▶ **What you will do**:
[A] In the drug-dog study text, why does a dog's false alert during a car stop matter so much?
[B] Could you carry the piece on the drug-dog study forward from its final sentence?
Supplied text Block Start
A study of drug dogs has confirmed what we in the criminal defense bar have known for a long time — that drug dogs are the equivalent of dowsing rods for drugs.
Or, in the words of Auburn University prof Lawrence Myers, a “search warrant on a leash.”
Of course, if you’ve ever been the victim of a drug dog-induced search, you probably already suspected this.
In 2010, a team of researchers at the University of California, Davis set out to test the reliability of drug- and bomb-sniffing dogs.
Here are the details of that study:
The team assembled 18 police dogs and their handlers and gave them a routine task: go through a room and sniff out the drugs and explosives.
But there was a twist. The room was clean. No drugs, no explosives.
In order to pass the test, the handlers and their dogs had to go through the room and detect nothing.
But of 144 runs, that happened only 21 times, for a failure rate of 85 percent.
Although drug-sniffing dogs are supposed to find drugs on their own, the researchers concluded that they were influenced by their handlers, and that’s what led to such a high failure rate.
So 85% of the time when the dogs were taken through rooms with no drugs, they would indicate that drugs were present. In the field when a canine indicates that drugs are present (say, for example, in a car) then that automatically gives the police probable cause to search the car for drugs.
The study itself is actually from 2010, but is at the center of a new lawsuit filed by Nevada Highway Patrol troopers who allege that the use of the dogs is a blatant violation of constitutional rights.
Supplied text Block End
Material shown Block Start
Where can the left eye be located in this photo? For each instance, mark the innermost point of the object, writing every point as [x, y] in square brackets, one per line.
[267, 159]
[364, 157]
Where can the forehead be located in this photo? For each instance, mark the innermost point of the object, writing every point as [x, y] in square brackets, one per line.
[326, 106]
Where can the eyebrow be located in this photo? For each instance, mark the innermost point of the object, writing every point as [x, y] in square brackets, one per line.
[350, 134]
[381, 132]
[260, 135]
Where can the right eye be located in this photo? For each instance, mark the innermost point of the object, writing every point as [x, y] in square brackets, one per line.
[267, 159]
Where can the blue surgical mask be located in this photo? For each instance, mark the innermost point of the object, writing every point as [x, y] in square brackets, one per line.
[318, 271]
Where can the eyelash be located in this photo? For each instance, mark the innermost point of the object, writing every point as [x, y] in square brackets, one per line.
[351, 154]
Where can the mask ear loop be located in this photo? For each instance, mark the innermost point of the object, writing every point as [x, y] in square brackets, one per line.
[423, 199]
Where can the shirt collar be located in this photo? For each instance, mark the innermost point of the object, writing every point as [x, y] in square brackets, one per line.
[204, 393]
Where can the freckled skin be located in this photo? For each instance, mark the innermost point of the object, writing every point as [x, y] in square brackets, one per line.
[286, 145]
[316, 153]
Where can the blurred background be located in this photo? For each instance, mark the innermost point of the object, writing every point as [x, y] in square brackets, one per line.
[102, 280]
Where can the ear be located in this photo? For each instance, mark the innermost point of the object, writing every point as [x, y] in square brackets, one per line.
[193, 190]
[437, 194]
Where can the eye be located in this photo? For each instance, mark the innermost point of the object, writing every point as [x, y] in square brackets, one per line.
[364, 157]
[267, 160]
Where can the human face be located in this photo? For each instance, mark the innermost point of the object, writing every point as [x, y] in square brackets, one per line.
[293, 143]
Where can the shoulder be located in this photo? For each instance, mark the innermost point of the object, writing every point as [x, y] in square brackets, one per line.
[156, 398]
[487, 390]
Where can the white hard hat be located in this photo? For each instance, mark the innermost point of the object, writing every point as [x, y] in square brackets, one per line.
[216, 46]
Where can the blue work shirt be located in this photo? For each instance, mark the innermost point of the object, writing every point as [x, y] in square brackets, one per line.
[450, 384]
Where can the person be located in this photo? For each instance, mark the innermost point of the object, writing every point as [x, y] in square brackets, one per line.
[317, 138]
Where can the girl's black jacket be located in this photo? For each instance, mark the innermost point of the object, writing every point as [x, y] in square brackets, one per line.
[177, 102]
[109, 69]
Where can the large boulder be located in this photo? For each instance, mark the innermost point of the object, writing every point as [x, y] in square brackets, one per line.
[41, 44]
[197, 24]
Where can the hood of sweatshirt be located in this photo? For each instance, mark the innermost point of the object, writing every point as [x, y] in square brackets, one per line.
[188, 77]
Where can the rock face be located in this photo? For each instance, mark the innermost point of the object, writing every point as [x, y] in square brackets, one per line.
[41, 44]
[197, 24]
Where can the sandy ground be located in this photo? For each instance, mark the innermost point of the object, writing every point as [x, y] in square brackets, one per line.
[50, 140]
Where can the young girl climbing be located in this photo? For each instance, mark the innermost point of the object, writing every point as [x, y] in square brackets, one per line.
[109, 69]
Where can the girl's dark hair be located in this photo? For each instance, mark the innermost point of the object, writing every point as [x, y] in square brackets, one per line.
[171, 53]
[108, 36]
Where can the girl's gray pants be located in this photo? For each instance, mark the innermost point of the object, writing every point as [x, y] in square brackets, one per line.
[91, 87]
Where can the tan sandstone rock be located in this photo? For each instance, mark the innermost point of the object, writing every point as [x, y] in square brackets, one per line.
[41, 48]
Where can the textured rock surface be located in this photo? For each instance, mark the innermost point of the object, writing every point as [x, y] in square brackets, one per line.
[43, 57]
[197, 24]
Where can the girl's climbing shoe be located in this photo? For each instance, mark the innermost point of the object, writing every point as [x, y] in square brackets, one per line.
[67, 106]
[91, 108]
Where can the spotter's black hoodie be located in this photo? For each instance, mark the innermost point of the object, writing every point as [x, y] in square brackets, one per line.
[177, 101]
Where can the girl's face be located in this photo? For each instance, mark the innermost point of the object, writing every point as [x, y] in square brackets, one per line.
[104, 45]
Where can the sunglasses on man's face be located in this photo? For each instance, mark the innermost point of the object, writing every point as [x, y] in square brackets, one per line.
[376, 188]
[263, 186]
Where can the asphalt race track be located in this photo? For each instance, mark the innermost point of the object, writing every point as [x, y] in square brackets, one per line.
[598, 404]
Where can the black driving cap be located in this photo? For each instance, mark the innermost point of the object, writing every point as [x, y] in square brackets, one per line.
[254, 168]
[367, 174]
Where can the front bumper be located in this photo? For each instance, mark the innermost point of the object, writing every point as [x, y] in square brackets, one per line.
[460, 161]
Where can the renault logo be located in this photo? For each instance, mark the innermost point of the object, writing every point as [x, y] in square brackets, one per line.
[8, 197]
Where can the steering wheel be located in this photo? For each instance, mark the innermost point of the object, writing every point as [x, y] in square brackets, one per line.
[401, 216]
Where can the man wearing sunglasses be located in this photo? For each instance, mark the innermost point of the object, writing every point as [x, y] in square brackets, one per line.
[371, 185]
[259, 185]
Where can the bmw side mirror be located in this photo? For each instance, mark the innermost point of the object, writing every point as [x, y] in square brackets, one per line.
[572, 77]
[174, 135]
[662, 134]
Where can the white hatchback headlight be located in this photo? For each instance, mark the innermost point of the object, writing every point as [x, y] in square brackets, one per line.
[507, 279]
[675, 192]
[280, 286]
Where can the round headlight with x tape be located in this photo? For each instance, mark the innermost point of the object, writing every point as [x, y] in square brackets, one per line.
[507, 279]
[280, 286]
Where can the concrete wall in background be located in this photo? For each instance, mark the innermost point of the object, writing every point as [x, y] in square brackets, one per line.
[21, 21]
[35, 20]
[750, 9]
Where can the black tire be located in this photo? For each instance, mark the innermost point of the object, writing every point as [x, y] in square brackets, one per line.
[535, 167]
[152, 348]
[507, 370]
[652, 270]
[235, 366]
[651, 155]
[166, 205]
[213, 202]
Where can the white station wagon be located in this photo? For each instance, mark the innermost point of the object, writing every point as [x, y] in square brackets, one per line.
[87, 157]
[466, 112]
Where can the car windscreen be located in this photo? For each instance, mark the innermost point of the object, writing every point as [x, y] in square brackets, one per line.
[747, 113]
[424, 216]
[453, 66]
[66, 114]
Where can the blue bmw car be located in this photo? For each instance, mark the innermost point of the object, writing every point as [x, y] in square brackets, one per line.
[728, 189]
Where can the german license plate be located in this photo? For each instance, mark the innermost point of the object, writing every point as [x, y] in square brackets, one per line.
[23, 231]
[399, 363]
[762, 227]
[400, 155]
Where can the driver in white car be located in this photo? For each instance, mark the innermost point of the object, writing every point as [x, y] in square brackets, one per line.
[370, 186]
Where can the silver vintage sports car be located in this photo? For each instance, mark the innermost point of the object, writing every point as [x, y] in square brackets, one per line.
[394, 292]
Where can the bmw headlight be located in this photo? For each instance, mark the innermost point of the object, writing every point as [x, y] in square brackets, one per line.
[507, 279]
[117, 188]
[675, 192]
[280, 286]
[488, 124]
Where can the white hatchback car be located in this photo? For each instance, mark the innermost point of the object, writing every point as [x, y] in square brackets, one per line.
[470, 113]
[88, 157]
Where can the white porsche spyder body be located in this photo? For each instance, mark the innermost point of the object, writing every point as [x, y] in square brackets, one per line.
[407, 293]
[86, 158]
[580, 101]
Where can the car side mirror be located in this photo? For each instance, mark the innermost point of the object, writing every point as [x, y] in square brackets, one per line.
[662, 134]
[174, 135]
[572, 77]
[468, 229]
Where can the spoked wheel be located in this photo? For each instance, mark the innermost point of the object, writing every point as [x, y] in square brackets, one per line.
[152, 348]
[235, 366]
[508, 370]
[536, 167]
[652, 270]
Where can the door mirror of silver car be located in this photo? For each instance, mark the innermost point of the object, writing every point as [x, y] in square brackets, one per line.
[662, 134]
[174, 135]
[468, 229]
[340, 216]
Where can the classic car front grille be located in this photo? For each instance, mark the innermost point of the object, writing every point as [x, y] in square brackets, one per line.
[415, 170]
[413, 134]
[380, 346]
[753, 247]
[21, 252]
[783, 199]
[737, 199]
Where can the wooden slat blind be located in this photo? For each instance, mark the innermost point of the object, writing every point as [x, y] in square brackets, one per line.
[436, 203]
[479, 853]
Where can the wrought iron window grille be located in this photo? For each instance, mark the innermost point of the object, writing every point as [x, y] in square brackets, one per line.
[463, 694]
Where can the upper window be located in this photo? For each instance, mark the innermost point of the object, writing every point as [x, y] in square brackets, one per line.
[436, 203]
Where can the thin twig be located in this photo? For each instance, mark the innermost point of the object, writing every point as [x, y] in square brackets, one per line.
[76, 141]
Material shown Block End
▶ **Results**:
[A] When a dog indicates that drugs are present, for example in a car, that automatically gives police probable cause to search the car. Because the dogs signaled drugs in clean rooms 85 percent of the time, many such searches could rest on a false alert.

[B]
In everyday use, though, when drug dogs indicate and no drugs are found after the police ransack your car looking for drugs the stock explanation is that the dog’s nose is so sensitive that it is detecting drugs that used to be in your car. Yeah, right:
Although there should have been no alerts in any of the rooms, there were alerts in all rooms. Moreover, there were more alerts at the locations indicated by construction paper than at either of the locations containing just the decoy scents or at any other locations.
That is significant, Lit said, because there were more alerts on target locations indicated by human suggestion — the construction paper — than at locations of increased dog interest — the hidden sausage and tennis balls. There also were alerts on a wide variety of other locations, indicating that the dogs were not simply alerting in the same locations where other dogs had done so.
Lit noted that in the early 20th century in Germany a horse named Clever Hans was believed to be capable of counting and other tasks. It was determined that Clever Hans actually was responding to the minute, postural and facial cues of his trainer or other observers. Similarly, detection dogs may be alerted to subtle human cues that direct dog responses without formal training, including pointing, nodding, head-turning and gazing.
In other words, drug dogs are walking probable cause.